- Task prompt -
Put everything from the line with "Kindly provide the mask of every instance of the white ice" down to the line with "M 0 118 L 22" into a JSON list of strings, one string per line and no blank lines.

Rows from a segmentation dataset:
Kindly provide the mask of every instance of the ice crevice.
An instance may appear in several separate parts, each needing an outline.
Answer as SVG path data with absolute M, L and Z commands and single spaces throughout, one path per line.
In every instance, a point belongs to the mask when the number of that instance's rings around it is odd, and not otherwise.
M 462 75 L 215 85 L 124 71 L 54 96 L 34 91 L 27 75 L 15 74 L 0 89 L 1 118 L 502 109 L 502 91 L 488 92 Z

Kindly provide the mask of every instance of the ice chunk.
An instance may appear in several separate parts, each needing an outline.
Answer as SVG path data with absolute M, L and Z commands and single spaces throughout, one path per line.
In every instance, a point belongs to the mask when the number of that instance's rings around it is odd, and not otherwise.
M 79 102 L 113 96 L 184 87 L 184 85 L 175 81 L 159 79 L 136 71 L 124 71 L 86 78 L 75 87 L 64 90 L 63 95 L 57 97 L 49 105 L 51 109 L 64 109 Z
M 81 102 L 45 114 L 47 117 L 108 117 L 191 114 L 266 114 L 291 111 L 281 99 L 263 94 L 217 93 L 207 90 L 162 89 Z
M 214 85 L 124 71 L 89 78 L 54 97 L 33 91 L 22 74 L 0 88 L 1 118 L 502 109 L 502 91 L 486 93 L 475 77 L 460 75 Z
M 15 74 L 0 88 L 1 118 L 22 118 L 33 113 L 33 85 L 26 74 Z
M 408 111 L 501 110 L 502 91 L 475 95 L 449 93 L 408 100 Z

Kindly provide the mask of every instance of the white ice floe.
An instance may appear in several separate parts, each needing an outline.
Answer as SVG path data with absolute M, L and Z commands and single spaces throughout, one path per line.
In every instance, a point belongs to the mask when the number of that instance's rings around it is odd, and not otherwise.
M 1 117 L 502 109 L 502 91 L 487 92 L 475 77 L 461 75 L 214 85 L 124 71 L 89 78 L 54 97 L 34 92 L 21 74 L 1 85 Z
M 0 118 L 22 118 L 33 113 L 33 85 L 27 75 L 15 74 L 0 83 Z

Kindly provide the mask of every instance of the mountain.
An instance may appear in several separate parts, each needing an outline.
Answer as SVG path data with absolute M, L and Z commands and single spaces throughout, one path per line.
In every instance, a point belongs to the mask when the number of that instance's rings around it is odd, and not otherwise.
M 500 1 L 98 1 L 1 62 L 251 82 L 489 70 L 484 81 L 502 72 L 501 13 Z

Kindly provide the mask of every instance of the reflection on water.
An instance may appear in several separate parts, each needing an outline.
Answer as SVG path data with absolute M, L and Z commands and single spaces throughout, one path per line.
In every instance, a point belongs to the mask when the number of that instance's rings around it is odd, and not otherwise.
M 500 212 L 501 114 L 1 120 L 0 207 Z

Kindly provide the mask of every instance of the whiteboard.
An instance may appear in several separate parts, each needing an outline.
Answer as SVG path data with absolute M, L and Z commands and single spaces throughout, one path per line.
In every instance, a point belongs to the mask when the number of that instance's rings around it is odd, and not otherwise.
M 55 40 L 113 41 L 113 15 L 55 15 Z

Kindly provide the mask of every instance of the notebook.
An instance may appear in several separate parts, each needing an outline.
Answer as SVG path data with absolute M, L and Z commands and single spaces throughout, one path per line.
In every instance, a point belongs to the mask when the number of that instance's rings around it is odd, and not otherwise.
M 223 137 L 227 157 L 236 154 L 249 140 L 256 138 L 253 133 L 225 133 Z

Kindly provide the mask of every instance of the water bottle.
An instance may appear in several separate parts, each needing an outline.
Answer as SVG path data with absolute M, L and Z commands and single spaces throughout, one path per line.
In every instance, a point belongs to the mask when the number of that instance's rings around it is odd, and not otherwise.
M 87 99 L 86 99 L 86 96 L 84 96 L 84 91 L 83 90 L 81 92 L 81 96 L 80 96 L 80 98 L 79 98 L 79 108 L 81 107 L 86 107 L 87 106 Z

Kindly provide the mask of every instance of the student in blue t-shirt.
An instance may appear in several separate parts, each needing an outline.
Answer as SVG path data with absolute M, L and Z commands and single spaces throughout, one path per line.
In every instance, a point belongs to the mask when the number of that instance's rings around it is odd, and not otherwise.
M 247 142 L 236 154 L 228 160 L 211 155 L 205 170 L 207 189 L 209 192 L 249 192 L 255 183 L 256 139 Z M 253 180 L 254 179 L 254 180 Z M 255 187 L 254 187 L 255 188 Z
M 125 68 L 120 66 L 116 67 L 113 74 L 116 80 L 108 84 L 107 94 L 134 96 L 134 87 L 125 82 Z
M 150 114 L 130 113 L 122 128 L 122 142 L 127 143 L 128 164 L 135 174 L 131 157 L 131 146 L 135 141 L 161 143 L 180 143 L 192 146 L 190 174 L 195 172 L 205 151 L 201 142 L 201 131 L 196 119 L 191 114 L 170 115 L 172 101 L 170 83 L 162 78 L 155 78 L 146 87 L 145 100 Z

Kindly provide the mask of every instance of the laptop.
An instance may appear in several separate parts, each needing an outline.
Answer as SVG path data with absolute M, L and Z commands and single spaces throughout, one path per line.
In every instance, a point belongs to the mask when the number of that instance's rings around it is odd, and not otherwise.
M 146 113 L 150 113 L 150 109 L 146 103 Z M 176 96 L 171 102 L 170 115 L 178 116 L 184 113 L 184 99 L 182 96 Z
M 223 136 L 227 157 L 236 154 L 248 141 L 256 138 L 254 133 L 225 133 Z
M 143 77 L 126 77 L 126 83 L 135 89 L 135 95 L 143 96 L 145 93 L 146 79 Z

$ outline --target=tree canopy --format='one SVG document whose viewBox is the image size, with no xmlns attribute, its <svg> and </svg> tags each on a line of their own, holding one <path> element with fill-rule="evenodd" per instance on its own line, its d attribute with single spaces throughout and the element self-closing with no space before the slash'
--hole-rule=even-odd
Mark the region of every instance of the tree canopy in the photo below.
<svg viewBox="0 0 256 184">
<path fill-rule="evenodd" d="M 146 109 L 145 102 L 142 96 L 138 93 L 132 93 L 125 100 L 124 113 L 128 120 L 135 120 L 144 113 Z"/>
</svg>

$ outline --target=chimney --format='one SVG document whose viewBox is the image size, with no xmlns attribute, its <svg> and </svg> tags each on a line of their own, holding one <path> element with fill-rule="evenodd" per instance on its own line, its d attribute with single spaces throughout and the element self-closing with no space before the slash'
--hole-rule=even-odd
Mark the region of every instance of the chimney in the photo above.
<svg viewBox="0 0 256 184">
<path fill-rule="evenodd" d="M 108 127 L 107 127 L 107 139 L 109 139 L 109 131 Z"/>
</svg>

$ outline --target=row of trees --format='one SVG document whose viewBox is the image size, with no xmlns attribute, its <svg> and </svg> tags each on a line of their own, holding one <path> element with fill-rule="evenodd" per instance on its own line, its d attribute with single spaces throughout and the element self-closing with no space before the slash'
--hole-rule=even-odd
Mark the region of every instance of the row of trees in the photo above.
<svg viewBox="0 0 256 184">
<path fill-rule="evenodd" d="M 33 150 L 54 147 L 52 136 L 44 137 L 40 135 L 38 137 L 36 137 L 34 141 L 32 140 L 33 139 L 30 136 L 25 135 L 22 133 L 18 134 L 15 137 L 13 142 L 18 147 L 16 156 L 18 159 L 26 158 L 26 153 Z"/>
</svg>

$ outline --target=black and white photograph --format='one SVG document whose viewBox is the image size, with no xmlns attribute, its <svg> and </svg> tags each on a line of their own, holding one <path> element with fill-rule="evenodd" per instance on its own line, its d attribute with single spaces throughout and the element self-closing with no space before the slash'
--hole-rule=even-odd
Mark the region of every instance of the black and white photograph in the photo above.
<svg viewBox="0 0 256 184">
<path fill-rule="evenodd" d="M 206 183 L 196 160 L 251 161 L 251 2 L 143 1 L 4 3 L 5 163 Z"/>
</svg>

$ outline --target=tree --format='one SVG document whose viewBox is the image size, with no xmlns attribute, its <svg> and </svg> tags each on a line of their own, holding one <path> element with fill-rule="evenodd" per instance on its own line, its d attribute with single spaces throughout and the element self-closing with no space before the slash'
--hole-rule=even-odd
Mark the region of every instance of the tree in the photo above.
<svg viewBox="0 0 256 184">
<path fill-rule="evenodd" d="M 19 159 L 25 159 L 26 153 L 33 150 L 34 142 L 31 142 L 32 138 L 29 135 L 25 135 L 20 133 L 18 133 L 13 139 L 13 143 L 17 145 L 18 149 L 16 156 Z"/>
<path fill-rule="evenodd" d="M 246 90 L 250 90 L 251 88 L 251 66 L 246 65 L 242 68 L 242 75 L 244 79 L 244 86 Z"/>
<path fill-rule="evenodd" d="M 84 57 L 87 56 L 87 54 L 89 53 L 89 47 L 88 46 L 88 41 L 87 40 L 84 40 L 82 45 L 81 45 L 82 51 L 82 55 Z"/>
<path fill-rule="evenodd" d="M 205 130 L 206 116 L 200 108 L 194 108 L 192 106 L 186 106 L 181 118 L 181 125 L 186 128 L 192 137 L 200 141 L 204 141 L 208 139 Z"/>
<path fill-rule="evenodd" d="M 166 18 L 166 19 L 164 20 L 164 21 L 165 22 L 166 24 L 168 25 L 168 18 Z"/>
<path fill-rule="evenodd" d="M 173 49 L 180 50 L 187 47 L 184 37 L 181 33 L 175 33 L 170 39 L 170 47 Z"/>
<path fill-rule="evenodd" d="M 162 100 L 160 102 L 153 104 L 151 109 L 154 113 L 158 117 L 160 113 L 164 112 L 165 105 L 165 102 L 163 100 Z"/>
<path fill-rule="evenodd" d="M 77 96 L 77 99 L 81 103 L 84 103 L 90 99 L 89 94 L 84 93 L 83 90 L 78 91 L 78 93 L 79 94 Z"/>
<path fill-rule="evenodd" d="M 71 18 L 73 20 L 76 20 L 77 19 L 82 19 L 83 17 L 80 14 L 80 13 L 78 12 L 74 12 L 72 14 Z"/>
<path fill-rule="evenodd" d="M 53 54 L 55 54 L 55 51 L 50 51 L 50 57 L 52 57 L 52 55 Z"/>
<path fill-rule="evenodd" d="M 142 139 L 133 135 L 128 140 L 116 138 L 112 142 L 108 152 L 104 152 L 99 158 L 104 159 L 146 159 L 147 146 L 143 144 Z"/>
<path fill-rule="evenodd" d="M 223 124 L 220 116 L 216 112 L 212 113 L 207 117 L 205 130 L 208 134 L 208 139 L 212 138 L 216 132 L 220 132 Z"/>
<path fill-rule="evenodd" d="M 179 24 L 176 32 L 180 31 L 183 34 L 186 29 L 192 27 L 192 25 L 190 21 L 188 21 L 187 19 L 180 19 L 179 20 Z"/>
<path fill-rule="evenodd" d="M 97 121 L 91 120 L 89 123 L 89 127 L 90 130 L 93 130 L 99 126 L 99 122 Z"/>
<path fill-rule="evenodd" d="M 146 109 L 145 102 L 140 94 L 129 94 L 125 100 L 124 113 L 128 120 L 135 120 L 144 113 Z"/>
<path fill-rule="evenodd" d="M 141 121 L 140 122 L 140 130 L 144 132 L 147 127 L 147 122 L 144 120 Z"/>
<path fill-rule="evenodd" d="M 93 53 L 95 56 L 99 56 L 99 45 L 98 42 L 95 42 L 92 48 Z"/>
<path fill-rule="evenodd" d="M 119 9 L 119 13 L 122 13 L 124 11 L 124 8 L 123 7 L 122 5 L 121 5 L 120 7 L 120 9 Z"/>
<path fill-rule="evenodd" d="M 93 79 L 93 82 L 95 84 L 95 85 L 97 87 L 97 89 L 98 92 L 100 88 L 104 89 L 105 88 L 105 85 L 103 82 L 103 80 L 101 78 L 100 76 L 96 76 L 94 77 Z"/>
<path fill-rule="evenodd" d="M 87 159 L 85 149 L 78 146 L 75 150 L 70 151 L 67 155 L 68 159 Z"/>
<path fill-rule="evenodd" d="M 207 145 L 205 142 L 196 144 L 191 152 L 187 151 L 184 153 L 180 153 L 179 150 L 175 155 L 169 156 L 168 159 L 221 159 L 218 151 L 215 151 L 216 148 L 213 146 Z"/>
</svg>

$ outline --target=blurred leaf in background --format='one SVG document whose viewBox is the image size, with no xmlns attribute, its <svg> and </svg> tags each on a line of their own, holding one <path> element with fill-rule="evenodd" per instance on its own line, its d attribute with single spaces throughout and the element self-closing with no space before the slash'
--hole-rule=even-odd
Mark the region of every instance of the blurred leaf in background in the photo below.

- Worked solution -
[
  "Kindly provide the mask of every instance of the white ice floe.",
  "An instance may appear in several separate parts, each needing an outline.",
  "Answer as SVG path data with absolute M, L and Z commands and single spaces throughout, one path per line.",
  "In every instance, a point belongs to the mask when the number of that instance's rings around it is odd, and not otherwise.",
  "M 1 117 L 502 109 L 502 91 L 487 92 L 475 77 L 461 75 L 214 85 L 124 71 L 89 78 L 54 97 L 34 92 L 21 74 L 1 85 Z",
  "M 0 118 L 22 118 L 33 113 L 33 85 L 27 75 L 15 74 L 0 83 Z"
]